# [Problem details]
Your result should be every line of the records below that contains the word "whole".

Saved entries:
⁂

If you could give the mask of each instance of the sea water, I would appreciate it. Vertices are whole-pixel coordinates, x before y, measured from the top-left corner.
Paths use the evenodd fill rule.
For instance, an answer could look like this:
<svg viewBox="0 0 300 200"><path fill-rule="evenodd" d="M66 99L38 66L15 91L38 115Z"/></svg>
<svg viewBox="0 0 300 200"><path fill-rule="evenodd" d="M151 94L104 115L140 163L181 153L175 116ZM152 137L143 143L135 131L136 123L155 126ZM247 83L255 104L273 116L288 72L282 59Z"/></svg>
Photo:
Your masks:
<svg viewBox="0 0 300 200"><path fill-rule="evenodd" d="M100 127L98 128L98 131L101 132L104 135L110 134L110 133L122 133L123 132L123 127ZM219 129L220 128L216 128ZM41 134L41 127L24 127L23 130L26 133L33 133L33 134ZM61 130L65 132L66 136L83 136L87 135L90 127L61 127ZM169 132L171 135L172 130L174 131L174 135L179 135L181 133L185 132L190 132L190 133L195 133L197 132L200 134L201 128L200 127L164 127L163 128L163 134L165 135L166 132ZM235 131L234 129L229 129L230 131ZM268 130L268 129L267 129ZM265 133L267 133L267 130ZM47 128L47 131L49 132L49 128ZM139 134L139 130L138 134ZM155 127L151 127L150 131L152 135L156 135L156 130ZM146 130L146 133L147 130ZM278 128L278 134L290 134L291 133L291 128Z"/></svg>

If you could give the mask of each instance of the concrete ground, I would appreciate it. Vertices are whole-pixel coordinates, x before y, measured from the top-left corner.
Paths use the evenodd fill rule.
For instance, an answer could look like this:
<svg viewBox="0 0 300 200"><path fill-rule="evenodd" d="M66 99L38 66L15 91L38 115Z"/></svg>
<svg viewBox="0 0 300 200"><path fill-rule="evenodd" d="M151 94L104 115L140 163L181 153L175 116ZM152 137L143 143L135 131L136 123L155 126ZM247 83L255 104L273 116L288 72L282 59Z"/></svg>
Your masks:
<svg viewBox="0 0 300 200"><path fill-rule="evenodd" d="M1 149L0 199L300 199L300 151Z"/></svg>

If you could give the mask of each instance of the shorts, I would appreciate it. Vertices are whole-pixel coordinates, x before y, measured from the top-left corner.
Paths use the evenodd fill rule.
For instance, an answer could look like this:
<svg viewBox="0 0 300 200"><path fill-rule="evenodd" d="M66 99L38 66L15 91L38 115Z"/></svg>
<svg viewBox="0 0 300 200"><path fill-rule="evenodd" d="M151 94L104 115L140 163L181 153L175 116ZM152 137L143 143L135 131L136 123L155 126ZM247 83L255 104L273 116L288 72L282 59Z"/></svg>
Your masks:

⁂

# [Answer box]
If you could give the mask of each instance of the sea water, I would appreciate it. Vertices are whole-pixel coordinates, x before y, measured from the top-left corner.
If you could give the mask of each instance of the concrete ground, I would appreciate it. Vertices are whole-pixel coordinates, x before y, measured from the top-left corner.
If you could give the mask of each instance of the shorts, I would appreciate it. Vertices are whole-pixel coordinates, x before y, measured from the top-left corner.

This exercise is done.